20. The appellant challenges the Judges conclusions regarding the ability of the appellant's cousin and wife to use their influence to find the appellant and his wife during the eight years prior to leaving Iraq on the basis the appellant's wife's cousin was a lieutenant in the police and her uncle had a position in the PUK. Whilst it is accepted these are positions that exist within the IKR/KRG the assertion in the grounds that the respondent did not provide evidence that members of these groups have influence outside the KRG does not admit arguable legal error.
21. The Judge found that the appellant moved to Mosul in 2004 where he remained until June 2014 after which they moved to Irbil in the IKR. The evidence shows that individuals arriving are documented within an administrative system to which those in authority in the IKR may have had access. Mosul to Irbil is approximately 60 miles which is not a great distance away. The appellant must also have felt Mosul was a safe area if he claimed to have relocated from Baghdad to this area earlier. Family must also have felt safe relocating to Irbil in 2014 and to have lived openly in that city as evidenced by the appellant working for 15 months prior to leaving, where he lived with his wife, without experiencing difficulties. It has not been made out that the finding by the Judge was not available to him or is infected by speculation based upon the Judges analysis of the facts of this case.
22. The grounds refer to the issue of honour arising from the appellant's wife being promised to her cousin but marrying somebody else, but the Judge did not find that the appellant's wife was betrothed to her cousin [20] and therefore the basis the claim for honour was not made out.

▶ **WORK REQUEST 1**:
According to the extract, approximately how far is Mosul from Irbil?
▶ **WORK REQUEST 2**:
Output the extract verbatim from "21. The Judge" up to and including "of this case.".

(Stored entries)
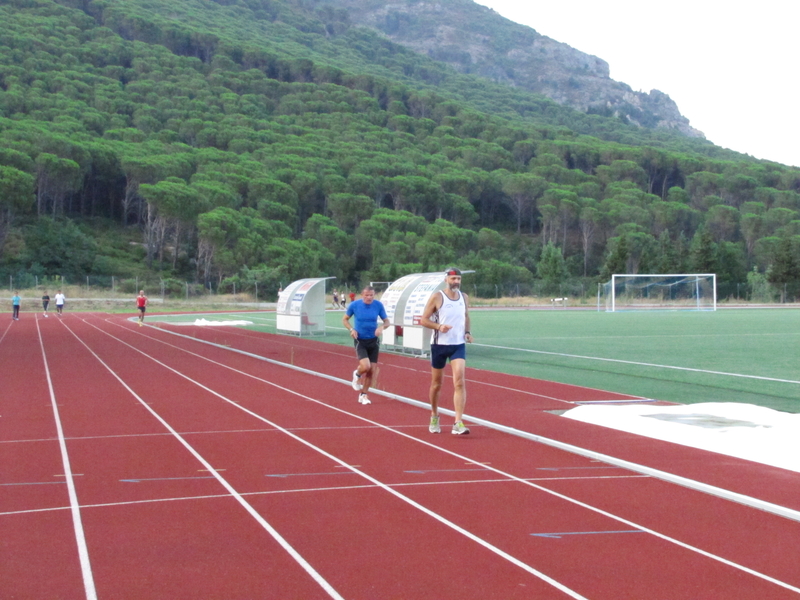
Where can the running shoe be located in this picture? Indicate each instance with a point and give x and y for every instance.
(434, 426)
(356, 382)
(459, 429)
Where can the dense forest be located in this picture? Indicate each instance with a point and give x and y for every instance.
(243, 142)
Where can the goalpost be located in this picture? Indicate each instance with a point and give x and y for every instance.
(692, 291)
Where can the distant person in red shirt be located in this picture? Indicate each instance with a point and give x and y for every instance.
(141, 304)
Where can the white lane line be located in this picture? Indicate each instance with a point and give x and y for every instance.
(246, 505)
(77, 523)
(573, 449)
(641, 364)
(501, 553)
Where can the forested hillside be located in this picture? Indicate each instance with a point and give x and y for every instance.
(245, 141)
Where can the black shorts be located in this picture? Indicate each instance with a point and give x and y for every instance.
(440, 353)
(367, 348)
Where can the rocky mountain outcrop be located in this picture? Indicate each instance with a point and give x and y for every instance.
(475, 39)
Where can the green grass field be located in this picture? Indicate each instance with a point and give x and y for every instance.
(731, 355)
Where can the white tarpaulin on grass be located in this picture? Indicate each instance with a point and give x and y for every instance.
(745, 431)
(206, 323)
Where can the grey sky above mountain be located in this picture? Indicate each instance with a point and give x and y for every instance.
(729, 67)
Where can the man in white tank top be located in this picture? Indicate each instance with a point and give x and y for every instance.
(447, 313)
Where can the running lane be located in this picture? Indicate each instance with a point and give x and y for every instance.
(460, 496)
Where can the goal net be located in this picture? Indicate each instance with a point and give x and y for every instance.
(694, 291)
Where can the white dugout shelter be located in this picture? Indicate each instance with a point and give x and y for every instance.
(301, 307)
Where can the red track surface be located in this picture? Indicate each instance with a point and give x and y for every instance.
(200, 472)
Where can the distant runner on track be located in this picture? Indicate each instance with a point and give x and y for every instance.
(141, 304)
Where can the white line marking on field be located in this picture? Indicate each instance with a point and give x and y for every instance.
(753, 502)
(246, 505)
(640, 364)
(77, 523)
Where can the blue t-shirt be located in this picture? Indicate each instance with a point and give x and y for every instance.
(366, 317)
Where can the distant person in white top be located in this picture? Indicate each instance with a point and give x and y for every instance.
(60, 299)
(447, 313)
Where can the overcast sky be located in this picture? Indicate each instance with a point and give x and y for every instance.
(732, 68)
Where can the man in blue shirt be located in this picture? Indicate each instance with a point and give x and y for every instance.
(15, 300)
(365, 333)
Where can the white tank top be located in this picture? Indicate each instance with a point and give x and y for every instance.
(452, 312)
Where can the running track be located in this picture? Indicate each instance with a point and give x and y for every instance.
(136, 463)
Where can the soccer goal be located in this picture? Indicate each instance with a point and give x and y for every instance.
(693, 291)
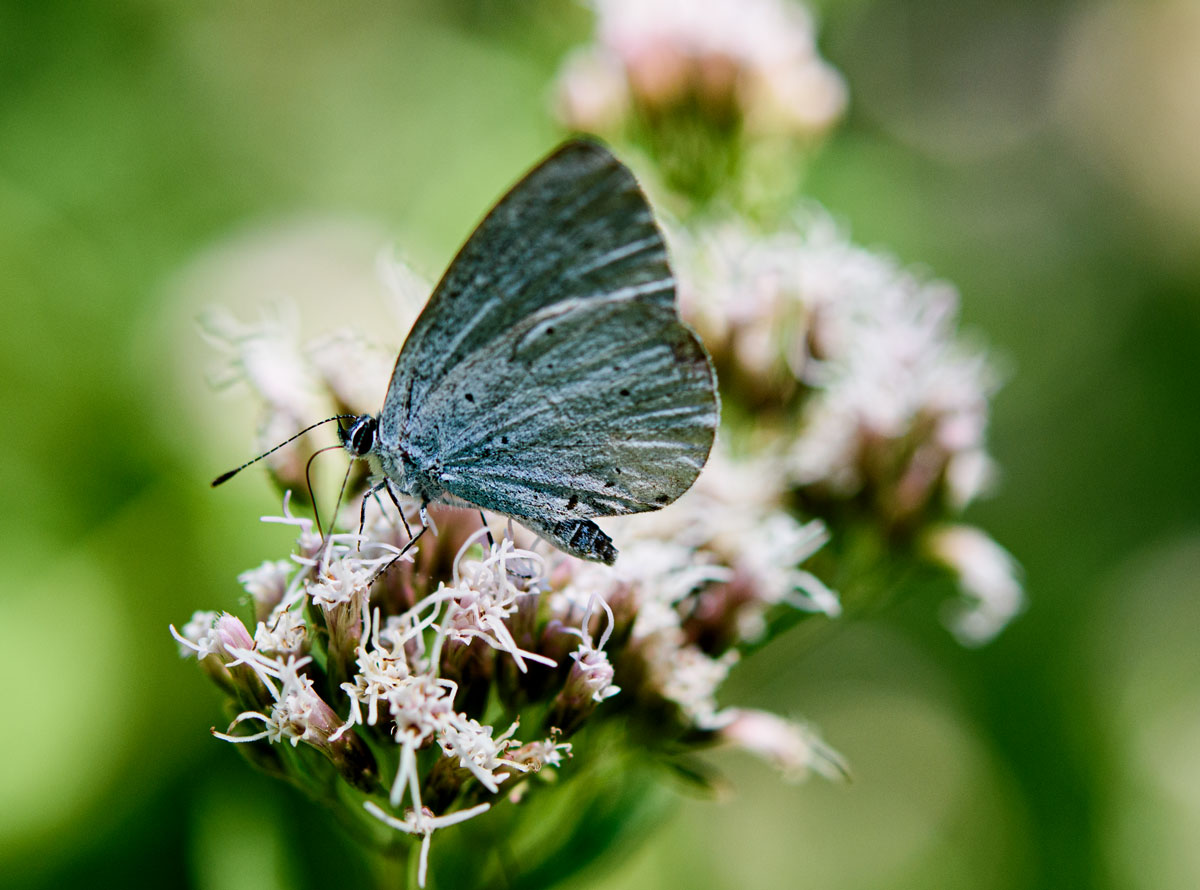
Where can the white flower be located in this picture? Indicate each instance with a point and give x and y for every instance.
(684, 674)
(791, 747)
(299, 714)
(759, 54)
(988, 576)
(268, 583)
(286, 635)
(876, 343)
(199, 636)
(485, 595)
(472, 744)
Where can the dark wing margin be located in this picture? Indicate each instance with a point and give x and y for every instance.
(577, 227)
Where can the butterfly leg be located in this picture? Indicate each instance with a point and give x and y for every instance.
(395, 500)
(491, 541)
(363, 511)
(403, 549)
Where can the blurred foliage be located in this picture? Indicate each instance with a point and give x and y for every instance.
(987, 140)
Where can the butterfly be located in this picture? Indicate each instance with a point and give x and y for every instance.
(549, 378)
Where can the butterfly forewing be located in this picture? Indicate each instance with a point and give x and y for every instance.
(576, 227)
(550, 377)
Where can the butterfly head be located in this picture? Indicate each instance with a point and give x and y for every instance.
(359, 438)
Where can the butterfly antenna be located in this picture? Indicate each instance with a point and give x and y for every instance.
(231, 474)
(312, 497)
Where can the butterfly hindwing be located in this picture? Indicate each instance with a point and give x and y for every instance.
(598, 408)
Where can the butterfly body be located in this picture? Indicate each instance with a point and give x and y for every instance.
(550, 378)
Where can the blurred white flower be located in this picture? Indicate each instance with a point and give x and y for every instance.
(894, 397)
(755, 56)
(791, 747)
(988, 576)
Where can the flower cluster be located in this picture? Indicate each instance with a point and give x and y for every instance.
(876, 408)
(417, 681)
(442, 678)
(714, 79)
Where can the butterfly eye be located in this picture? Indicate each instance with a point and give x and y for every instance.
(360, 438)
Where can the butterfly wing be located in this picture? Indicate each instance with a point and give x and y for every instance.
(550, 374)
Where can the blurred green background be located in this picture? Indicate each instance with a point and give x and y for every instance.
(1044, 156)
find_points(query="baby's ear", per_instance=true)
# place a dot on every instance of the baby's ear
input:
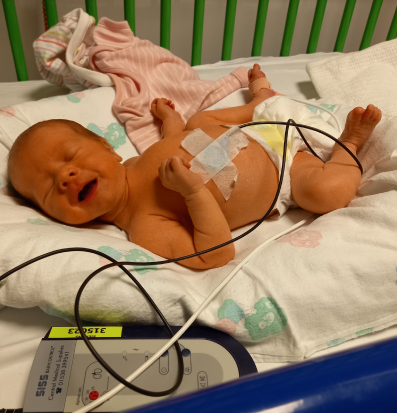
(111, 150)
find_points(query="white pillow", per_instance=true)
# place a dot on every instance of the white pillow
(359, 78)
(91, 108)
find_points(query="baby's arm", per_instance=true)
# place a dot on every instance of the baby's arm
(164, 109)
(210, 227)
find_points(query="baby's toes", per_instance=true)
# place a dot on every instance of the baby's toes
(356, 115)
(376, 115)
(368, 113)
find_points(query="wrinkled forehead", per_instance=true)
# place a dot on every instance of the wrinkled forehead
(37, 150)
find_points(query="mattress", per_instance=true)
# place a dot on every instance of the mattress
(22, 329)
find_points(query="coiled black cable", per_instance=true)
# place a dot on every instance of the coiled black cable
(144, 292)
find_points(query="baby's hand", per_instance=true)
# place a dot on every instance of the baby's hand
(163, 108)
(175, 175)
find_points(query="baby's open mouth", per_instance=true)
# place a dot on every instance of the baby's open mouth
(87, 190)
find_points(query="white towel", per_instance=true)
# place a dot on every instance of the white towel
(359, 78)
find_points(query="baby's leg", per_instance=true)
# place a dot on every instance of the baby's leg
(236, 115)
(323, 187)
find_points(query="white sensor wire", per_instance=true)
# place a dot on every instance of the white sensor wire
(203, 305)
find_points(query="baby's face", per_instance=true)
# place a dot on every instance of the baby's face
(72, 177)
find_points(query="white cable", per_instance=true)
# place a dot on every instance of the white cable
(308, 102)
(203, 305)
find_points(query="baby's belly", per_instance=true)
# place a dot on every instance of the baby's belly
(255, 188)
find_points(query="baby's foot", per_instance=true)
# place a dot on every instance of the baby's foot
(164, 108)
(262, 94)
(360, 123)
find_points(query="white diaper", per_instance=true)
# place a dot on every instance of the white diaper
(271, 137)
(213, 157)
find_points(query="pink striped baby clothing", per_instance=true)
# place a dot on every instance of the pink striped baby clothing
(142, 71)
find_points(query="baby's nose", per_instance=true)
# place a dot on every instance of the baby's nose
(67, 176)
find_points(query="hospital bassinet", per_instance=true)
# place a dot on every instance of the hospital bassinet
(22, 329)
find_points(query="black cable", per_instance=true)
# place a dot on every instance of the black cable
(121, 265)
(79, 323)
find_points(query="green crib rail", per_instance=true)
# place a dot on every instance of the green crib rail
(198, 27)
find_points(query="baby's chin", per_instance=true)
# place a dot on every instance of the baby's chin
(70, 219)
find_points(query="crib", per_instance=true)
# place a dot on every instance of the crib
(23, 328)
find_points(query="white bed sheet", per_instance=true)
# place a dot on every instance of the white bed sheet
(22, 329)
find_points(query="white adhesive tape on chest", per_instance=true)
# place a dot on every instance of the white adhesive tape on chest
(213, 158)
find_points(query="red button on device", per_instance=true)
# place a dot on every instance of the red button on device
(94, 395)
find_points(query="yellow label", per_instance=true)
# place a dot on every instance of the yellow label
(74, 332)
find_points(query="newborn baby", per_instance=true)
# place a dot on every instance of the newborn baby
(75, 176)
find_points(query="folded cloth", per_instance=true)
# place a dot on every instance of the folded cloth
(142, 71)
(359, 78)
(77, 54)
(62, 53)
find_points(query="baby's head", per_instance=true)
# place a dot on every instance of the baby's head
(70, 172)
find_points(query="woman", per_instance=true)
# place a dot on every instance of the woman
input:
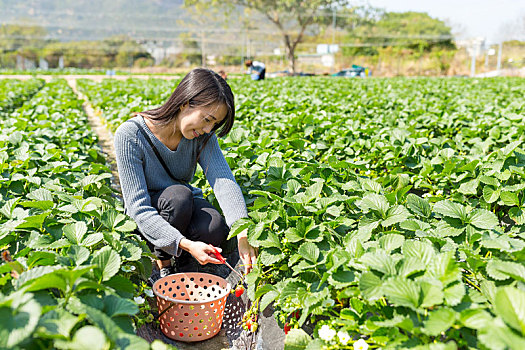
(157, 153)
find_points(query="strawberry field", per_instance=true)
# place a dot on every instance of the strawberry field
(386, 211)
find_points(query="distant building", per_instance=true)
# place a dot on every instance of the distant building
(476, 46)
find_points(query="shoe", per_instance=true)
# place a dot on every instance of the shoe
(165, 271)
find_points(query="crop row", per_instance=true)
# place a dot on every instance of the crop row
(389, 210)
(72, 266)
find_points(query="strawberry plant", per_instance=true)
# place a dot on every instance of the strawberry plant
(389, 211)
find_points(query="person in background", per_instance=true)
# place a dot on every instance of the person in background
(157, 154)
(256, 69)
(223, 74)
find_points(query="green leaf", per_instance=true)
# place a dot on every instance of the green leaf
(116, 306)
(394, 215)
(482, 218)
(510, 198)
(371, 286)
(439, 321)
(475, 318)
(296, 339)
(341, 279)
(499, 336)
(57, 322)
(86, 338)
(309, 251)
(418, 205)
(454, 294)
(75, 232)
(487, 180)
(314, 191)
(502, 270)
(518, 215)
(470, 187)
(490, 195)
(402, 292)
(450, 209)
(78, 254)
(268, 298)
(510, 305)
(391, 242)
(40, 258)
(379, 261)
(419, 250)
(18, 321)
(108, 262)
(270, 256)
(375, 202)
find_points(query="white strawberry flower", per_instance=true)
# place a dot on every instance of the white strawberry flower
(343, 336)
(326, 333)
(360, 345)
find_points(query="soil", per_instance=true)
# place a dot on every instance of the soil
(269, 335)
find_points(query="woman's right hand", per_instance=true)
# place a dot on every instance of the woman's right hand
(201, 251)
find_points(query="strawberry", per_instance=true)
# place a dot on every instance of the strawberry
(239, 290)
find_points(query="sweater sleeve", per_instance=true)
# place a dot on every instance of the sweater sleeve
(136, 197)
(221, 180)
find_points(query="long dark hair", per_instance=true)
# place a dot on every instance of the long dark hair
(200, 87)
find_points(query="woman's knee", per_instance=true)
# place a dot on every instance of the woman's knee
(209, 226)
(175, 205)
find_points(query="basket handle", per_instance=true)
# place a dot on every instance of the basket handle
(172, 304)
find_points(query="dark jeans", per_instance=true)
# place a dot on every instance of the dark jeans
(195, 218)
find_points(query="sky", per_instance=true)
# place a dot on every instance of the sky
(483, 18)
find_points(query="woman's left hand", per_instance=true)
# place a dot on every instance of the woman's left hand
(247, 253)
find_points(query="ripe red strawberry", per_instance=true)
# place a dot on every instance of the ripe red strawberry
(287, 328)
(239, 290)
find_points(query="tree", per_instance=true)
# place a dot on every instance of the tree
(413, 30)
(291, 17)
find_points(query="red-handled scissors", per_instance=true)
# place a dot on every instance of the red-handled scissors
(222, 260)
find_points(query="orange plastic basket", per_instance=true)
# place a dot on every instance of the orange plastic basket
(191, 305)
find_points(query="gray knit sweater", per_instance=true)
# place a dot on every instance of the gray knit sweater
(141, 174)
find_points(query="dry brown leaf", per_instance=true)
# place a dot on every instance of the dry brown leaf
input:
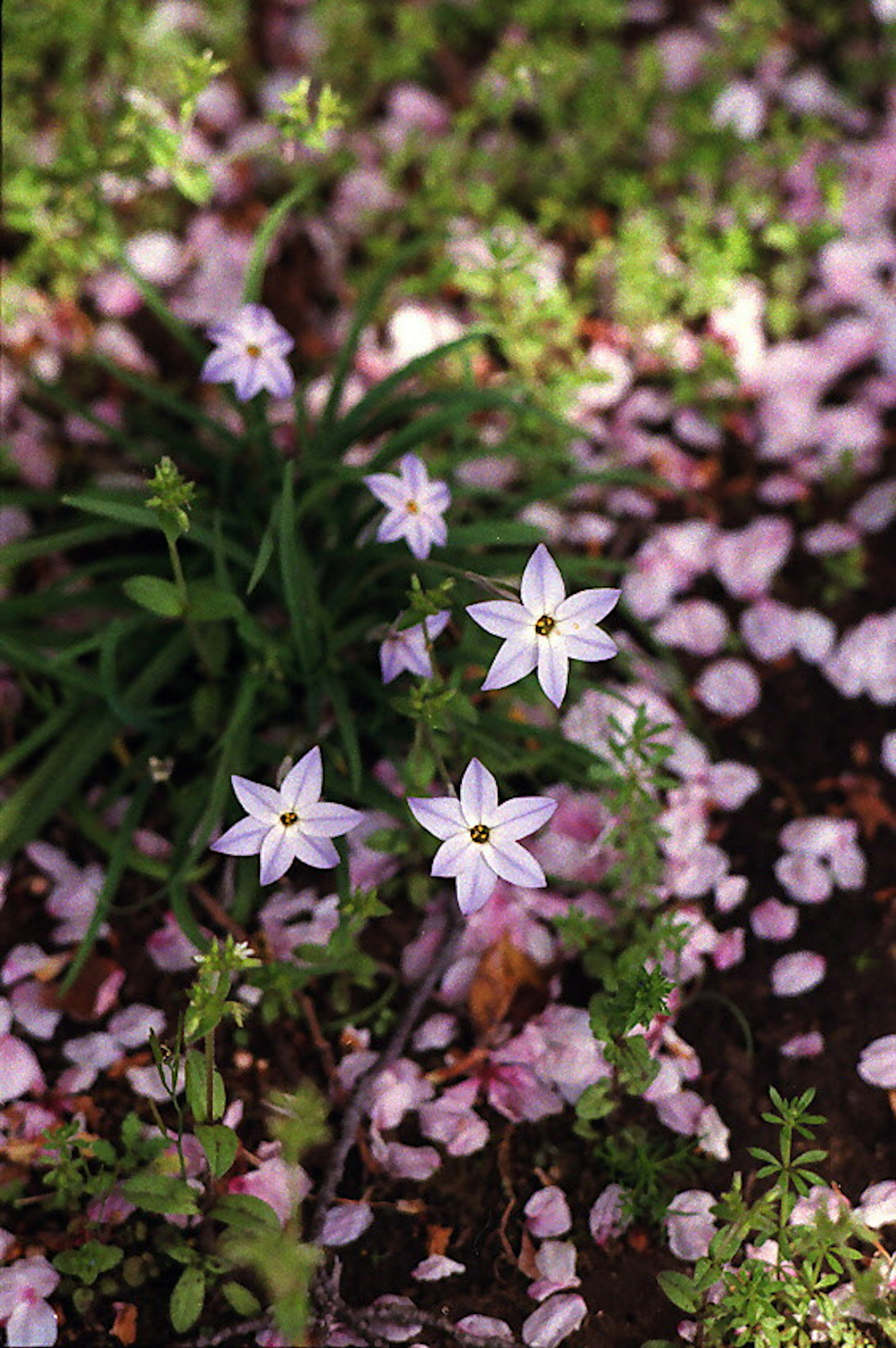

▶ **TASK ANSWER 1**:
Approximately 60 miles.

▶ **TASK ANSWER 2**:
21. The Judge found that the appellant moved to Mosul in 2004 where he remained until June 2014 after which they moved to Irbil in the IKR. The evidence shows that individuals arriving are documented within an administrative system to which those in authority in the IKR may have had access. Mosul to Irbil is approximately 60 miles which is not a great distance away. The appellant must also have felt Mosul was a safe area if he claimed to have relocated from Baghdad to this area earlier. Family must also have felt safe relocating to Irbil in 2014 and to have lived openly in that city as evidenced by the appellant working for 15 months prior to leaving, where he lived with his wife, without experiencing difficulties. It has not been made out that the finding by the Judge was not available to him or is infected by speculation based upon the Judges analysis of the facts of this case.